GIVEN ENTRIES

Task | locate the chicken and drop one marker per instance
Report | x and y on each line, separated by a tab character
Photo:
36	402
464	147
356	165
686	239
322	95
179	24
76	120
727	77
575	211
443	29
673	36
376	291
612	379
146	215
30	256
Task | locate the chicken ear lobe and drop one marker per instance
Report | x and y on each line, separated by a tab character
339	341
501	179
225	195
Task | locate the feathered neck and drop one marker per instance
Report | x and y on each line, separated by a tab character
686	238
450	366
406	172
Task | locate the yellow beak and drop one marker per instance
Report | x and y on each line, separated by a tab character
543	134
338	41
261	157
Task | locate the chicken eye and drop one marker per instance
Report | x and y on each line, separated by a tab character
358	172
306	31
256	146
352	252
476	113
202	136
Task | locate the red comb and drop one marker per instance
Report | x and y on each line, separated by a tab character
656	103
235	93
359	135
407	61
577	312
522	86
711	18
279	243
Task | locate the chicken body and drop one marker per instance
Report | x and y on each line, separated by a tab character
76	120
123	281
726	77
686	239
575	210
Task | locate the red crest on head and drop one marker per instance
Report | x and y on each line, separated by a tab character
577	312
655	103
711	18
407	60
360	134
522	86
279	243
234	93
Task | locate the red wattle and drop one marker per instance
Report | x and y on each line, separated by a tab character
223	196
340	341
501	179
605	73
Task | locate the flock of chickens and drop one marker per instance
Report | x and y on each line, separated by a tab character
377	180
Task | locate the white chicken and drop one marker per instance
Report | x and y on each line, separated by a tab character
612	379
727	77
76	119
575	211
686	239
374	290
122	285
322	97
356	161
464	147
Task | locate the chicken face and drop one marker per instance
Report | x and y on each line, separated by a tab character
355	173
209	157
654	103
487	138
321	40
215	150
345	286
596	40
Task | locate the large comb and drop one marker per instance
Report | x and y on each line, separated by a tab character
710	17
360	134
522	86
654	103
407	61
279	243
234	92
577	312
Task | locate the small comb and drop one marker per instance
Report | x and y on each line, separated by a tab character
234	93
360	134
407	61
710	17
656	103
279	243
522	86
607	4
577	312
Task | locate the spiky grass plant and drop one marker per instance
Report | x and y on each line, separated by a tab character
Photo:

--

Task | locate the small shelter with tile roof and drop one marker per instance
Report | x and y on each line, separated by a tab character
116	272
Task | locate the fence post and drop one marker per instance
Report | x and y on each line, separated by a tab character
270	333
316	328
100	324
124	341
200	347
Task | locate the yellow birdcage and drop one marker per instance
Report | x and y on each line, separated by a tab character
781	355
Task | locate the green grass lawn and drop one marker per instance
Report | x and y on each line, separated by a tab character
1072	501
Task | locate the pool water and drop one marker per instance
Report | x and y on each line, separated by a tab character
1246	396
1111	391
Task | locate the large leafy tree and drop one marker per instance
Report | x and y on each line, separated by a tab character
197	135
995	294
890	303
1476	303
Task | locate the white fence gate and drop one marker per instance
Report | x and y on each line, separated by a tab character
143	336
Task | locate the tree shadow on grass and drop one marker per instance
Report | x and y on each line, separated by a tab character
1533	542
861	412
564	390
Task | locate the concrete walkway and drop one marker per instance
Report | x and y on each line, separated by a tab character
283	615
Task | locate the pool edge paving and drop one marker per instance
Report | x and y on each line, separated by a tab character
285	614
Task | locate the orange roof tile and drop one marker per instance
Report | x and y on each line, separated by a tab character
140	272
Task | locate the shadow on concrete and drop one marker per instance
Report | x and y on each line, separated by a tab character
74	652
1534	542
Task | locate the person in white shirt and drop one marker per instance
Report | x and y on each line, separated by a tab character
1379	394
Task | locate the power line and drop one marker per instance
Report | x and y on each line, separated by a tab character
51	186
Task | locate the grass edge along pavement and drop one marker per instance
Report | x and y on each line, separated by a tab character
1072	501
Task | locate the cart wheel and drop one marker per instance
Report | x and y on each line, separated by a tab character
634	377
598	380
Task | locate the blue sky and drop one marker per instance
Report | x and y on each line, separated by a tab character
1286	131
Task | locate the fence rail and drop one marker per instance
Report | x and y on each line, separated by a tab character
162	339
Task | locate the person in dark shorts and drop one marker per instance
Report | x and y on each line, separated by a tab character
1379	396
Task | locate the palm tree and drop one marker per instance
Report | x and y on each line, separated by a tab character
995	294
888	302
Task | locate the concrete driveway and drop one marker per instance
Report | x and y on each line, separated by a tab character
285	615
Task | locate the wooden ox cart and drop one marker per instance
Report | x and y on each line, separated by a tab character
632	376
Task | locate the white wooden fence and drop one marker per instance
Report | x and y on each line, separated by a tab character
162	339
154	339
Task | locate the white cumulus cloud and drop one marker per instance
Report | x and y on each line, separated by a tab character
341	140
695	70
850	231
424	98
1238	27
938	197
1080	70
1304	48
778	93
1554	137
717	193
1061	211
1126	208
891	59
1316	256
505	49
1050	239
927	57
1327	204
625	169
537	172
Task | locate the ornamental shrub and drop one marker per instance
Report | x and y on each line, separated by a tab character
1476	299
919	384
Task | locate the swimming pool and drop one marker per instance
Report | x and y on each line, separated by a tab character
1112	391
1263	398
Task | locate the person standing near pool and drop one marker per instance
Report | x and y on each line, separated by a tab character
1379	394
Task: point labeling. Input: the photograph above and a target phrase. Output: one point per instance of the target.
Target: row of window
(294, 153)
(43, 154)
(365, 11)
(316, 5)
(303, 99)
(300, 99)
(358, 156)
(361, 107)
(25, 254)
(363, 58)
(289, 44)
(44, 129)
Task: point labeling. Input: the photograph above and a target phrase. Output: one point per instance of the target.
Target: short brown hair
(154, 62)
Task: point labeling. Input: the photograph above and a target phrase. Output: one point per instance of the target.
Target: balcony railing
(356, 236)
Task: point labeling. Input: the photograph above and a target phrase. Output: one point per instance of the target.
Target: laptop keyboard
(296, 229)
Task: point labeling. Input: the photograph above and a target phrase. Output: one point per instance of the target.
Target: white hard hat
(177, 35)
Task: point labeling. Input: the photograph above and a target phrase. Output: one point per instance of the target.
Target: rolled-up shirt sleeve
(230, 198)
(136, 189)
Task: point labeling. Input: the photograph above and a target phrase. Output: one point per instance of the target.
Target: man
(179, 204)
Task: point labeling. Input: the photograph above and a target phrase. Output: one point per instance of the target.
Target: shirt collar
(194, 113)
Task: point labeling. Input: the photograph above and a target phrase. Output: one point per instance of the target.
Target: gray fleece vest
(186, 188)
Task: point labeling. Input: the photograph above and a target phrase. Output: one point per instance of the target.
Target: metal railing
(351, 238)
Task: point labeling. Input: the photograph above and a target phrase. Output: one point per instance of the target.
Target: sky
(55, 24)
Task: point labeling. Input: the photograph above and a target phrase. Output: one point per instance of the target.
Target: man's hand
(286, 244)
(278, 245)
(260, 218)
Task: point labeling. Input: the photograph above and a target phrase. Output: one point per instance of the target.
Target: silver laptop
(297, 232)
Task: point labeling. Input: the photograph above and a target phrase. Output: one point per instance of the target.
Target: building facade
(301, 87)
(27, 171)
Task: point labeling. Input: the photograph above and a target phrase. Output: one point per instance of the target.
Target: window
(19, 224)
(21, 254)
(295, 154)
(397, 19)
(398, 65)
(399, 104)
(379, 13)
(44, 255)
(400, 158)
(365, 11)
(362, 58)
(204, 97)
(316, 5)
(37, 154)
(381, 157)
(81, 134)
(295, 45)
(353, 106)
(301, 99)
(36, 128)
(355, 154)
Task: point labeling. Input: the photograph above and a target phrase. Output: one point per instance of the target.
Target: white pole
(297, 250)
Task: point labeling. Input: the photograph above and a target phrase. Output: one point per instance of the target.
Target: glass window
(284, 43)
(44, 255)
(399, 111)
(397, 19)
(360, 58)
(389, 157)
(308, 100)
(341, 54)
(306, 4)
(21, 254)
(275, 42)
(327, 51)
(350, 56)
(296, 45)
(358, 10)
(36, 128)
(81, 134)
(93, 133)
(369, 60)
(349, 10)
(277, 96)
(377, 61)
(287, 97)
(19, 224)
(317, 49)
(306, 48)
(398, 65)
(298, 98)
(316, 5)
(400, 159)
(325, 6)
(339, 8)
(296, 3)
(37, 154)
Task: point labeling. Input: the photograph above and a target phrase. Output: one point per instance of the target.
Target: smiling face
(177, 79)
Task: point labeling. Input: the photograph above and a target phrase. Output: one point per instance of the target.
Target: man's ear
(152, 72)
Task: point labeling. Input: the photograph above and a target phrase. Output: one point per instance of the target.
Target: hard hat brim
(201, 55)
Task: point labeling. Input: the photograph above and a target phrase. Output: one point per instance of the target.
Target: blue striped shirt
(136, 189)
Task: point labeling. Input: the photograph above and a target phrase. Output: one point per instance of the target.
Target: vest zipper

TASK TO CARRY OUT
Every line holding the word "tile" should be copied out of the records above.

TASK OUTPUT
Task | locate the small shelter with tile roof and drop one marker per instance
Task | locate the orange roof tile and drop one marker per instance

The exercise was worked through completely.